Task prompt: In the records below, locate the line containing "point(120, 230)", then output that line and all later lines exactly, through the last one.

Items listed in a dataset
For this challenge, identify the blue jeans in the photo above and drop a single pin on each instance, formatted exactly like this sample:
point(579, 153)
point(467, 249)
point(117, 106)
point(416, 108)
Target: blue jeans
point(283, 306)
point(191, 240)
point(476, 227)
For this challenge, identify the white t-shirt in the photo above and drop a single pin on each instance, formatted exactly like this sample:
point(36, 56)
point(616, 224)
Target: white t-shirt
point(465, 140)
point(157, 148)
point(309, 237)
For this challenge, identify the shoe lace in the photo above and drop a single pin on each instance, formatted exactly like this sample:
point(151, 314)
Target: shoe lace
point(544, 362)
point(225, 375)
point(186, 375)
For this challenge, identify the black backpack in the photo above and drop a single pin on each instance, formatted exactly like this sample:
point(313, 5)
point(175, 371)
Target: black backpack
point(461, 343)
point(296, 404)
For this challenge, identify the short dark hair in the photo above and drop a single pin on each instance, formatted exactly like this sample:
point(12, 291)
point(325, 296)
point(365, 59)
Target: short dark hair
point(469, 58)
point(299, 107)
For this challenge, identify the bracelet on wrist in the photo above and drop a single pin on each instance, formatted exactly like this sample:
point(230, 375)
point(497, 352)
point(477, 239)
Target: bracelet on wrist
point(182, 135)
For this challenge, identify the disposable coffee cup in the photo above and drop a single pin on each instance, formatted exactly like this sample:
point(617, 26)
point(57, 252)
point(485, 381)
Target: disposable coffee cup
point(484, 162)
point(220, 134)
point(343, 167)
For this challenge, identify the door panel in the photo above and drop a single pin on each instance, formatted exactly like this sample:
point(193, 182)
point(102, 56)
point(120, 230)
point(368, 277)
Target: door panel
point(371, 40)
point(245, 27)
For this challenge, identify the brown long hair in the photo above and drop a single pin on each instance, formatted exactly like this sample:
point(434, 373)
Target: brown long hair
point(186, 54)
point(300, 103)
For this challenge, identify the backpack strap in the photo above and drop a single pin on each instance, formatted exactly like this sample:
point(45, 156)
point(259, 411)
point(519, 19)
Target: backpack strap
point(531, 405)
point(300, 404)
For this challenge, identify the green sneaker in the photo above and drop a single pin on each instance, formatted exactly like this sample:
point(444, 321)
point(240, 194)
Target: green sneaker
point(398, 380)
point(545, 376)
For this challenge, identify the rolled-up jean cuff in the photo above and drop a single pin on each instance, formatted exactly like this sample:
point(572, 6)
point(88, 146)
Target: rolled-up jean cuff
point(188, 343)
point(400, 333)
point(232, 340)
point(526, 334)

Output for this exercise:
point(120, 230)
point(368, 277)
Target: door panel
point(371, 40)
point(245, 27)
For this challenge, identify the brown long hair in the photo above and drop a single pin on each instance, formatted exactly like this sample:
point(434, 373)
Target: brown long hair
point(186, 54)
point(300, 103)
For this challenge, identify the backpack strap in the photo above and drop a single pin on each instance, formatted exactly like this sample:
point(45, 156)
point(259, 411)
point(519, 19)
Target: backpack strap
point(531, 405)
point(300, 404)
For this challenge, identify the green sneaker in the photo above and drop a single pin on each instance, formatted exactly like this sample:
point(444, 321)
point(240, 194)
Target: green sneaker
point(398, 380)
point(545, 376)
For this challenge, identify the rolled-up jean cuff in the photo above and drop a single pin on each instance, formatted exactly like this sample:
point(572, 6)
point(88, 146)
Target: rolled-up jean cuff
point(188, 343)
point(400, 333)
point(232, 340)
point(526, 334)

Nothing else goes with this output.